(Image location labeling entries)

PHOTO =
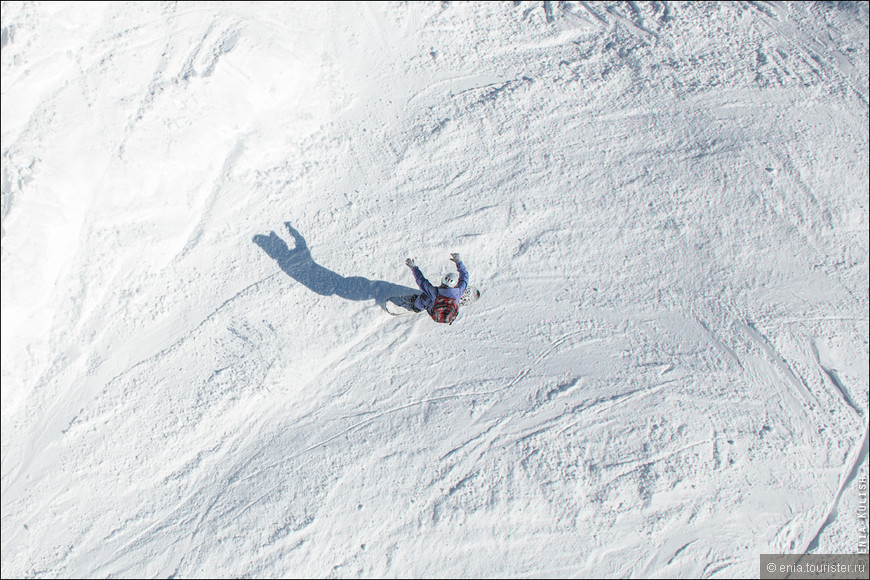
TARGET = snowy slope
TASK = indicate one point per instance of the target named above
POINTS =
(204, 205)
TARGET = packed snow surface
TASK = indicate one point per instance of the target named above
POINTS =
(205, 205)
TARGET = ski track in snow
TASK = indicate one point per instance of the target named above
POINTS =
(664, 204)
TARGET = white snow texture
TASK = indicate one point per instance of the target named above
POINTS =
(205, 205)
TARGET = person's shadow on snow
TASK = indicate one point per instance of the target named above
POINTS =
(298, 264)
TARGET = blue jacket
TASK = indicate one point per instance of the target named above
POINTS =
(426, 300)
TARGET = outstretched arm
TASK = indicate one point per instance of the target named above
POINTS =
(463, 273)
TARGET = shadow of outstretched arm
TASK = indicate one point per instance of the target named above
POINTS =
(299, 265)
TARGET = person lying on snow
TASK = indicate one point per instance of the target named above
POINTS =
(442, 303)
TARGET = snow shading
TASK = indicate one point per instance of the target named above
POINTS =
(206, 205)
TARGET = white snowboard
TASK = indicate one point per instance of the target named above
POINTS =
(402, 305)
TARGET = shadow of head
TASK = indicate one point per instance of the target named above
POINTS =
(300, 266)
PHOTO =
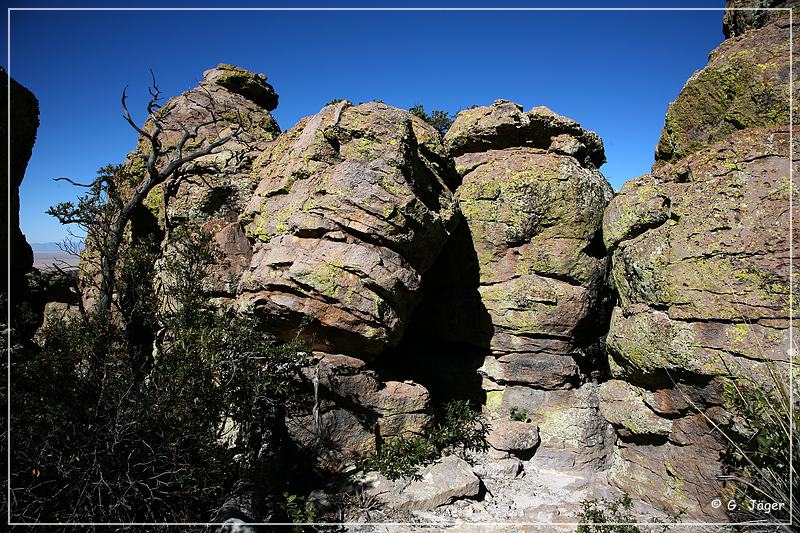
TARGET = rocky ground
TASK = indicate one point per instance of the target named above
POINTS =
(489, 489)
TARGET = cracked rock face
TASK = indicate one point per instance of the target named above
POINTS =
(355, 407)
(352, 207)
(703, 294)
(745, 85)
(533, 204)
(701, 265)
(24, 121)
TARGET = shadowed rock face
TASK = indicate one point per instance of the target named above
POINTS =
(737, 21)
(212, 190)
(700, 262)
(24, 121)
(351, 209)
(534, 210)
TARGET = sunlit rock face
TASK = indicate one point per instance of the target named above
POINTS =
(352, 207)
(701, 268)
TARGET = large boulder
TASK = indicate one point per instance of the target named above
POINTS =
(449, 479)
(208, 193)
(744, 85)
(24, 121)
(533, 200)
(701, 260)
(213, 190)
(352, 408)
(352, 207)
(572, 432)
(743, 15)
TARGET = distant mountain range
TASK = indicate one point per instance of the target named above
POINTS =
(50, 246)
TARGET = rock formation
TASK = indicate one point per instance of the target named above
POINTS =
(533, 200)
(352, 207)
(700, 263)
(24, 121)
(493, 264)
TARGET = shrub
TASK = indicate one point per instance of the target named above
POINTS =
(441, 120)
(460, 428)
(604, 516)
(98, 438)
(762, 453)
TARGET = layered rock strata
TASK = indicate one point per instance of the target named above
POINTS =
(701, 258)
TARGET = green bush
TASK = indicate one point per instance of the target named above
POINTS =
(99, 437)
(764, 448)
(459, 428)
(441, 120)
(604, 516)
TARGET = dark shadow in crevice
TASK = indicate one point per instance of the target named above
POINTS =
(450, 330)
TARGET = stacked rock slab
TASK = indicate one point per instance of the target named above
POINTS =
(209, 193)
(700, 262)
(533, 200)
(352, 207)
(214, 189)
(24, 122)
(353, 409)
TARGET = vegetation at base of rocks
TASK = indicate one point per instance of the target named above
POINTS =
(102, 432)
(763, 450)
(607, 516)
(441, 120)
(296, 509)
(518, 415)
(614, 516)
(459, 428)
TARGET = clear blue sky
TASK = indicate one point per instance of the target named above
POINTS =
(614, 72)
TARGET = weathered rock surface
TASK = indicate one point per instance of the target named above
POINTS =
(572, 431)
(24, 121)
(513, 436)
(351, 209)
(448, 479)
(208, 193)
(533, 208)
(505, 125)
(214, 189)
(744, 85)
(700, 262)
(354, 408)
(740, 17)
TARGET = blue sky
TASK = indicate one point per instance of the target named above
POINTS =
(614, 72)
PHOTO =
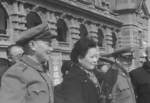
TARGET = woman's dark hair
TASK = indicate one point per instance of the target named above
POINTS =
(80, 48)
(66, 66)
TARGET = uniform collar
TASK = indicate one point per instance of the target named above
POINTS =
(31, 63)
(122, 73)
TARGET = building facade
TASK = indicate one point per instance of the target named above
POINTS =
(134, 31)
(108, 23)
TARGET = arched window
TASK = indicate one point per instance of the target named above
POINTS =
(100, 38)
(62, 30)
(83, 31)
(3, 20)
(114, 40)
(33, 19)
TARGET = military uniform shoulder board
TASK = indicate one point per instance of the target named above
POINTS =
(22, 66)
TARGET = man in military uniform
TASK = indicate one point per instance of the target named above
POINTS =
(28, 81)
(140, 78)
(122, 91)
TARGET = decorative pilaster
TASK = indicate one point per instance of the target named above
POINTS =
(15, 19)
(93, 32)
(74, 30)
(51, 19)
(22, 17)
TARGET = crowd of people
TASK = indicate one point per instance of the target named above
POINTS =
(88, 77)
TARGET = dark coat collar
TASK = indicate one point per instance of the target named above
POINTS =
(31, 63)
(82, 74)
(78, 71)
(146, 66)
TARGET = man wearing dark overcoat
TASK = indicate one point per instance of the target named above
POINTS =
(28, 81)
(140, 78)
(120, 90)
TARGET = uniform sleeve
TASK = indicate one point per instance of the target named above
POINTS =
(72, 91)
(134, 83)
(114, 92)
(13, 87)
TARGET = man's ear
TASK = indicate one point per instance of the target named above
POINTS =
(32, 45)
(80, 58)
(117, 60)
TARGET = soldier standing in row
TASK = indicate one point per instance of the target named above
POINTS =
(28, 81)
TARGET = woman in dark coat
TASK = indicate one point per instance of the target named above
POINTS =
(80, 85)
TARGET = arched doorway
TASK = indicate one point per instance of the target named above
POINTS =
(3, 20)
(33, 19)
(83, 31)
(62, 30)
(114, 41)
(100, 38)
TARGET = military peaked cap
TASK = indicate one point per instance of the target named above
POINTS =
(107, 60)
(41, 31)
(120, 52)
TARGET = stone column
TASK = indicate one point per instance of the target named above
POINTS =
(51, 19)
(15, 19)
(74, 30)
(93, 32)
(22, 17)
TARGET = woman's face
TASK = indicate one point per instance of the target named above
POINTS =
(90, 60)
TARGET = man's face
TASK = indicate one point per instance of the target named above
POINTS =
(125, 62)
(43, 50)
(15, 54)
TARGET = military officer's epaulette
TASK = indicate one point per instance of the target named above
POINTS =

→ **EXERCISE BRIEF**:
Put all the lines of the items above into a numbered list, skipping blank lines and leaving out the pictures.

→ **EXERCISE RESPONSE**:
1. PHOTO =
2. TARGET = snowy slope
3. TASK = indicate one point per instance of the target named above
4. POINTS =
5. (204, 205)
6. TARGET = packed snow surface
7. TASK = indicate one point per instance of the target named above
8. POINTS =
9. (205, 205)
10. TARGET = ski track in snow
11. TASK = indicate one point per instance of the target named above
12. POINTS =
13. (664, 204)
14. TARGET = white snow texture
15. TASK = indicate one point per instance of the target named above
16. POINTS =
17. (205, 205)
18. TARGET = person's shadow on snow
19. TASK = indicate one point per instance of the target named above
20. POINTS =
21. (298, 264)
22. TARGET = blue jacket
23. TASK = indicate one point per instance of the target named above
24. POINTS =
25. (426, 300)
26. TARGET = outstretched arm
27. TASK = indicate one point per instance of the target named above
28. POINTS =
29. (463, 273)
30. TARGET = shadow of outstretched arm
31. TASK = indicate one point per instance of the target named above
32. POINTS =
33. (299, 265)
34. TARGET = person lying on snow
35. TASK = indicate one point per instance of the target named above
36. POINTS =
37. (442, 303)
38. TARGET = snow shading
39. TASK = indicate one point per instance of the target named above
40. POINTS =
41. (206, 205)
42. TARGET = white snowboard
43. TASK = indicate one point per instance of the target named above
44. POINTS =
45. (402, 305)
46. TARGET = shadow of head
47. TASK = indicate one point per instance of the target named above
48. POINTS =
49. (300, 266)
50. PHOTO =
51. TARGET = rocky ground
52. TASK = indicate one point per instance of the target named above
53. POINTS =
54. (489, 489)
55. TARGET = cracked rock face
56. TASK = indicate one point per instance of the target named above
57. POINTS =
58. (355, 407)
59. (352, 207)
60. (703, 294)
61. (745, 85)
62. (533, 204)
63. (701, 265)
64. (24, 121)
65. TARGET = shadowed rock face
66. TASK = indicate one point per instance of the target named above
67. POINTS =
68. (737, 21)
69. (212, 190)
70. (700, 262)
71. (24, 121)
72. (351, 209)
73. (534, 210)
74. TARGET = sunlit rock face
75. TASK = indicate one point per instance of the target named above
76. POINTS =
77. (352, 207)
78. (701, 268)
79. TARGET = large boulder
80. TASK = indicate one point per instance of the target named above
81. POINTS =
82. (449, 479)
83. (208, 193)
84. (744, 85)
85. (24, 121)
86. (533, 200)
87. (701, 260)
88. (213, 190)
89. (352, 408)
90. (352, 207)
91. (572, 432)
92. (743, 15)
93. TARGET = distant mountain range
94. TASK = indicate one point per instance of the target named above
95. POINTS =
96. (50, 246)
97. TARGET = rock formation
98. TASK = indicate one point per instance of the target named above
99. POINTS =
100. (533, 200)
101. (352, 207)
102. (700, 263)
103. (24, 121)
104. (493, 264)
105. TARGET = shrub
106. TASK = indicate one point per instance of the target named above
107. POINTS =
108. (441, 120)
109. (460, 428)
110. (604, 516)
111. (98, 438)
112. (762, 453)
113. TARGET = layered rock strata
114. TASK = indicate one point per instance of the target named above
115. POINTS =
116. (701, 258)
117. TARGET = green bush
118. TASK = indicate one point per instance of the target named above
119. POINTS =
120. (99, 437)
121. (764, 448)
122. (459, 428)
123. (441, 120)
124. (604, 516)
125. TARGET = dark shadow in crevice
126. TASK = indicate one point per instance of the target named above
127. POINTS =
128. (450, 330)
129. TARGET = stacked rock slab
130. TASK = indicate one point per instance of the target named above
131. POINTS =
132. (209, 193)
133. (700, 262)
134. (533, 200)
135. (352, 207)
136. (214, 189)
137. (24, 122)
138. (353, 409)
139. TARGET = vegetation at base of rocks
140. TASK = indicate one point per instance of the target named above
141. POINTS =
142. (102, 432)
143. (763, 450)
144. (607, 516)
145. (441, 120)
146. (296, 509)
147. (518, 415)
148. (614, 516)
149. (459, 428)
150. TARGET = clear blue sky
151. TASK = indicate one point per instance of the target named above
152. POINTS =
153. (614, 72)
154. TARGET = weathered rock surface
155. TASK = indicate one point per instance of the target named above
156. POINTS =
157. (572, 431)
158. (24, 121)
159. (513, 436)
160. (351, 209)
161. (448, 479)
162. (208, 193)
163. (533, 208)
164. (505, 125)
165. (214, 189)
166. (744, 85)
167. (700, 262)
168. (354, 408)
169. (740, 17)
170. TARGET = blue sky
171. TASK = indicate one point per instance of the target named above
172. POINTS =
173. (614, 72)
174. PHOTO =
175. TARGET = woman's dark hair
176. TASK = indicate one point per instance of the target named above
177. POINTS =
178. (80, 48)
179. (66, 66)
180. TARGET = uniform collar
181. TASK = indicate one point per instance of the target named above
182. POINTS =
183. (31, 63)
184. (122, 73)
185. TARGET = building facade
186. TASK = indicate one point per instance of the target named above
187. POINTS =
188. (134, 31)
189. (108, 23)
190. TARGET = arched window
191. TASK = indicate one point per instance of the target named above
192. POINTS =
193. (100, 38)
194. (62, 30)
195. (83, 31)
196. (3, 20)
197. (114, 40)
198. (33, 19)
199. TARGET = military uniform shoulder board
200. TASK = indicate one point per instance of the target named above
201. POINTS =
202. (22, 66)
203. TARGET = man in military uniform
204. TASK = indicate one point per instance of the target named above
205. POINTS =
206. (28, 81)
207. (140, 78)
208. (122, 91)
209. TARGET = decorative pilaster
210. TASK = indicate one point per instance of the target named above
211. POINTS =
212. (15, 19)
213. (93, 32)
214. (74, 30)
215. (51, 19)
216. (22, 17)
217. TARGET = crowd of people
218. TASK = indicate one point per instance of the target named above
219. POINTS =
220. (88, 77)
221. TARGET = dark coat collar
222. TASK = indicate one point per instance of the target named above
223. POINTS =
224. (31, 63)
225. (82, 74)
226. (78, 71)
227. (146, 66)
228. TARGET = man wearing dark overcoat
229. TASK = indicate one point per instance of the target named above
230. POINTS =
231. (28, 81)
232. (140, 78)
233. (120, 90)
234. TARGET = uniform sleeve
235. TASK = indicate one point per instance of the target named above
236. POINTS =
237. (72, 91)
238. (134, 83)
239. (114, 92)
240. (13, 87)
241. TARGET = man's ear
242. TASK = indicate one point per instance of the target named above
243. POINTS =
244. (32, 45)
245. (80, 58)
246. (117, 60)
247. TARGET = soldier standing in row
248. TASK = indicate one point per instance of the target named above
249. POINTS =
250. (28, 81)
251. TARGET = woman in dark coat
252. TASK = indicate one point per instance of the target named above
253. POINTS =
254. (80, 85)
255. TARGET = arched doorway
256. TASK = indicate one point per instance of the target named above
257. POINTS =
258. (3, 20)
259. (33, 19)
260. (83, 31)
261. (62, 30)
262. (114, 41)
263. (100, 38)
264. TARGET = military peaked cap
265. TASK = indicate one point per instance of the target named above
266. POINTS =
267. (107, 60)
268. (41, 31)
269. (120, 52)
270. TARGET = stone column
271. TASK = indicate one point per instance of the target named above
272. POINTS =
273. (51, 19)
274. (15, 19)
275. (74, 30)
276. (93, 32)
277. (22, 17)
278. TARGET = woman's face
279. TASK = indicate one point per instance of the target named above
280. POINTS =
281. (90, 60)
282. TARGET = man's face
283. TASK = indicate one point per instance of the target named above
284. POINTS =
285. (125, 62)
286. (43, 50)
287. (15, 54)
288. TARGET = military officer's epaulette
289. TASK = indicate one point per instance of the target named above
290. POINTS =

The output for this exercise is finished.